____ PROVIDED TEXT

Six American Poets Laureate in “Poetry in Person”

This final post, from a series of eight, draws from an archive of recently discovered audio recordings of America's most important modern poets, taken during Pearl London's renowned poetry seminars at the New School. The most compelling moments of these conversations were transcribed and published in Poetry in Person: Twenty-five Years of Conversation with America's Poets (Knopf), named by CSM "One of the ten best (nonfiction) books of 2010." The book is just now out in paperback.

The announcement of Philip Levine as our new (American) Poet Laureate is bold and just. Levine deserves recognition for his affecting, imaginative, and occasionally brutal verse rooted solidly in the experience of the working class. In a time of economic hardship and political polarity, Levine's selection couldn't be more relevant. Plus, a shine on the apple, at 83, he's a mensch. Levine continues to write and teach poetry at the highest level.

________
____ SUPPLIED ENTRIES

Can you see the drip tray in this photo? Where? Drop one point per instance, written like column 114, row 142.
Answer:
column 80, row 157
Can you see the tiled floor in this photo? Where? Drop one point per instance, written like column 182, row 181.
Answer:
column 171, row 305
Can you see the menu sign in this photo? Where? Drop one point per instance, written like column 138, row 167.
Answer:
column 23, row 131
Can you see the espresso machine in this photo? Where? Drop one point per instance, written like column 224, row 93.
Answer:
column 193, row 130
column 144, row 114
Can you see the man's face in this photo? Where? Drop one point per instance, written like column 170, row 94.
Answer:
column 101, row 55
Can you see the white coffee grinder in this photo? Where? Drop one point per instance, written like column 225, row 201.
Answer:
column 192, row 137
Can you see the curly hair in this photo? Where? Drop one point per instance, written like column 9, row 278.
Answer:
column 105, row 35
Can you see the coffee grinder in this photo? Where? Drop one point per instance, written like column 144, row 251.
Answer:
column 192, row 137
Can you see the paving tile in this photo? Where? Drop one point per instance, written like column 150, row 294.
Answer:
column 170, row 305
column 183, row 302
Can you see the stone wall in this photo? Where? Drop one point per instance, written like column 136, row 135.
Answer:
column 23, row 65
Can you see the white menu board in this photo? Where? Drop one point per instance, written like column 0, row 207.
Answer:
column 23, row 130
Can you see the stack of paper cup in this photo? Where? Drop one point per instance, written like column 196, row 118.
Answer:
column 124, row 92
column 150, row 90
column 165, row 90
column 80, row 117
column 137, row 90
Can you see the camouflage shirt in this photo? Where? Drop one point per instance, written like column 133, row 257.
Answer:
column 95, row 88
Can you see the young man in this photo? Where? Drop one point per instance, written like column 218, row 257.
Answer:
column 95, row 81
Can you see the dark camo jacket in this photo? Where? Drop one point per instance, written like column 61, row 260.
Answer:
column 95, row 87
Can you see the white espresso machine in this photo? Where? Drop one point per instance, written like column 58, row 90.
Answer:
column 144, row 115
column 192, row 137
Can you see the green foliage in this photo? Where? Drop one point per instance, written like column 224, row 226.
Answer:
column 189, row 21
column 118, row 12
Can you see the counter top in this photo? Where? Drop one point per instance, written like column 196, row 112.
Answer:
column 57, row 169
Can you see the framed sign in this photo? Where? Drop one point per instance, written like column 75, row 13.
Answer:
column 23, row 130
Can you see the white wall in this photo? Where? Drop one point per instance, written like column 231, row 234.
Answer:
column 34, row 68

________

-- COMPLETE THE FOLLOWING --
**1.** Using the post on American Poets Laureate above, decide whether each statement agrees with it. For each, answer yes or no and quote the words that settle it. (a) The post is the last in a series of eight. (b) The recordings were made during seminars at Columbia University. (c) Levine has stopped teaching poetry.
**2.** Carry on the post on American Poets Laureate from its last sentence.

-- EXPECTED OUTPUTS --
**1.**
(a) Yes: "This final post, from a series of eight"
(b) No: "taken during Pearl London's renowned poetry seminars at the New School"
(c) No: "Levine continues to write and teach poetry at the highest level."

**2.**
Interestingly, the announcement increases to an even half dozen the number of Poets Laureate featured in Poetry in Person.

All the poets visited London's class before they were named laureates--in some cases, well before. Philip Levine, for instance, was a guest in her seminar more than thirty years earlier. Below are some excerpts and audio clips of interviews with each, in chronological order of their laureateships:

Maxine Kumin, Poet Laureate, 1981-1982

Maxine Kumin visited Pearl London's class in 1973.  That same year, she won the Pulitzer prize for her fourth book, Up Country: Poems of New England. During the seminar, Kumin explains the role of poet:

"Because, you see, this is what I conceive the function of the poet to be. Not to moralize, not to polemicize, not to grieve, not to praise, and not to damn. But to name, to tell, to authenticate, to be specific, to support what he sees and what he feels. I suppose if I have a credo, that would be the credo that I have."

Robert Hass, Poet Laureate, 1995-1997

When Robert Hass visited Pearl London's class in 1977, he brought with him a typed and notated draft of his poem, "Meditation at Lagunitas." The poem went on to become one of Hass's most celebrated poems.  Speaking with London, he confessed that the poem made him nervous; in the poem, he said, he wanted to "use abstract language and talk directly about ideas and use a long line and deal with what I was feeling and still have a poem."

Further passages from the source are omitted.